Objective
Copy out all the entries below, substituting "place a marker" for every occurrence of "drop a point" and leaving everything else unchanged.

[Start of Records provided]

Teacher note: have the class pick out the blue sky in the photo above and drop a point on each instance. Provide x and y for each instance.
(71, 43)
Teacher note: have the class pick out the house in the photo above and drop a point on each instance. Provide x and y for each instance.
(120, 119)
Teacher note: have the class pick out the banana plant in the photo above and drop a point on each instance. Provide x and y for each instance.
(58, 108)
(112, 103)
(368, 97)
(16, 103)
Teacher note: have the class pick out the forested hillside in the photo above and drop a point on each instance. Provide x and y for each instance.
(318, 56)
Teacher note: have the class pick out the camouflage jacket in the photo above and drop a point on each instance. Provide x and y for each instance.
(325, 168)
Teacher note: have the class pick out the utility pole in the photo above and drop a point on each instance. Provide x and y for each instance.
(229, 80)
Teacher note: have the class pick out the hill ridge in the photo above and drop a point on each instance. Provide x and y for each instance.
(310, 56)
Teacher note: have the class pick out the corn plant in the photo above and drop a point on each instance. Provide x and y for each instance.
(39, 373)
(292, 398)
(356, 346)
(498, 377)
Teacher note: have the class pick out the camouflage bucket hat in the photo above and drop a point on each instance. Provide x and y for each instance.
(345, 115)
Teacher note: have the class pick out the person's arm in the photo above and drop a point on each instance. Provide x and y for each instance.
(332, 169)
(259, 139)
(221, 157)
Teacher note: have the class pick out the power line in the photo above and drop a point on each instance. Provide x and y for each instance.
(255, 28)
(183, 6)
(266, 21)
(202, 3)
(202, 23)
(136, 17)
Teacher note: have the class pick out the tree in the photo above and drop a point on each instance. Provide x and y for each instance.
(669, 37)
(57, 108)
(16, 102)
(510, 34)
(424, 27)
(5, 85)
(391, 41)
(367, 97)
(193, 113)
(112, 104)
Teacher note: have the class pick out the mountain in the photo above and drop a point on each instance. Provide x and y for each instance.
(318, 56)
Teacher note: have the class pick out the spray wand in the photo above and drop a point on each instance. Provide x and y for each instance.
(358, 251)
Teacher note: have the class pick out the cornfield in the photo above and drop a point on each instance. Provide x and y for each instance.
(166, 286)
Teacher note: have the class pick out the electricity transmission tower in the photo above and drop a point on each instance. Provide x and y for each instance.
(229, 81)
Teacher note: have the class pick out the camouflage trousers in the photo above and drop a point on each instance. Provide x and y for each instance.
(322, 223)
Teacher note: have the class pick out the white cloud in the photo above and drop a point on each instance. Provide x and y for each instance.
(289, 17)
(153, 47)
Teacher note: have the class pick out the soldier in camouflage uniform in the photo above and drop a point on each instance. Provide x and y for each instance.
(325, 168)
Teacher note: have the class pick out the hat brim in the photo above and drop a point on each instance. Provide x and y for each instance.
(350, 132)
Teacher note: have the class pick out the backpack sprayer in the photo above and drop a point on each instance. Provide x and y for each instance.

[End of Records provided]

Result for this exercise
Teacher note: have the class pick out the blue sky in the photo above and place a marker on each instance. Provide x and y for each instance.
(71, 43)
Teacher note: have the class pick out the house in the photo above and place a marker on each instance. Provide x and y for each instance.
(120, 119)
Teacher note: have the class pick out the banana plant in the photo above and place a marker on each instance. Provide x and y for each instance.
(58, 108)
(112, 103)
(368, 97)
(16, 103)
Teacher note: have the class pick out the forested hillside in the photo above and place a marker on each instance. Provide x and y for each instance.
(318, 56)
Teacher note: have the class pick out the camouflage jacket in the photo above and place a marker on each instance. Provide x and y for each instance.
(325, 168)
Teacher note: have the class pick out the utility pole in the photo above and place a marker on each instance. Provide x and y for each instance.
(229, 80)
Teacher note: have the class pick out the hill ridge in the photo above and place a marker on each instance. Provide x and y for each instance.
(310, 56)
Teacher note: have the class pick out the corn plant in the photo above and place a marker on each instance. Provide x and y for each instance.
(39, 373)
(292, 398)
(356, 346)
(498, 377)
Teacher note: have the class pick out the camouflage bucket hat in the photo above and place a marker on each instance. Provide x and y for each instance.
(345, 115)
Teacher note: have the class pick out the person's arm in the photo above and place a marker on each instance. Provide x and y for each instance.
(332, 169)
(259, 139)
(221, 157)
Teacher note: have the class pick out the power line in the photo above and place a marker on each instance. Provide x and y for each instance.
(255, 28)
(183, 6)
(266, 21)
(202, 3)
(202, 23)
(136, 17)
Teacher note: have the class pick out the tree in the photo above and place a marker on each instance. Provide x and y for each instance.
(669, 37)
(57, 108)
(16, 102)
(510, 34)
(424, 27)
(5, 85)
(391, 41)
(367, 97)
(193, 113)
(112, 104)
Teacher note: have the class pick out the mountain in the photo above and place a marker on each instance. Provide x and y for each instance.
(318, 56)
Teacher note: have the class pick out the spray wand in the photo above and place a marker on each instance. Provide x and y for each instance.
(358, 251)
Teacher note: have the class pick out the cornfield in the photo above and place a marker on each instance. Provide x and y for each instance.
(166, 286)
Teacher note: have the class pick out the electricity transmission tower in the photo above and place a marker on each instance. Provide x and y for each instance.
(229, 81)
Teacher note: have the class pick out the camouflage trousers in the photo above and place a marker on each instance. Provide x and y for each instance.
(322, 223)
Teacher note: have the class pick out the white cloud in the photo above and place a marker on each instance. Provide x and y for each instance.
(289, 17)
(153, 47)
Teacher note: have the class pick out the soldier in camouflage uniform in the photo above and place a marker on each instance. Provide x and y for each instance.
(325, 168)
Teacher note: have the class pick out the hat brim in the photo above and place a marker on each instance. Provide x and y for each instance.
(350, 132)
Teacher note: have the class pick out the backpack sprayer in the photo above and place a marker on each instance. Provide x and y for each instance.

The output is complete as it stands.